"""
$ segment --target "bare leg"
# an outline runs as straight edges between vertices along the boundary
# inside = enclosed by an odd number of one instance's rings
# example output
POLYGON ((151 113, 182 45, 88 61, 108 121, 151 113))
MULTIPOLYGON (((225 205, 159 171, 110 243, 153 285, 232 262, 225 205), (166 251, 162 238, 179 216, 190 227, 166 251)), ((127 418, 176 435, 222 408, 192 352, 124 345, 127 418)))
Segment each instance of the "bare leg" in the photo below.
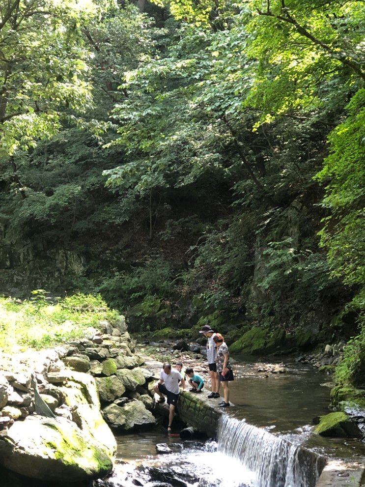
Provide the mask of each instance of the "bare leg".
"""
*Stated goal*
Copy out all the lines above word for word, leaving out the picture.

*Task output*
$ segment --target "bare leg"
# an outline runs as straight edges between vertices along the boundary
# inside = enclosed by an odd number of one instance's rings
# example output
POLYGON ((151 113, 182 45, 88 61, 108 121, 151 113))
MULTIPOLYGON (((225 205, 159 171, 110 243, 153 285, 232 262, 225 205), (166 251, 162 238, 179 216, 190 227, 166 251)), ((127 418, 176 435, 222 408, 192 352, 124 345, 127 418)))
Segment each instance of the "bare leg" in the photo below.
Provide the mask of each instance of the "bare leg".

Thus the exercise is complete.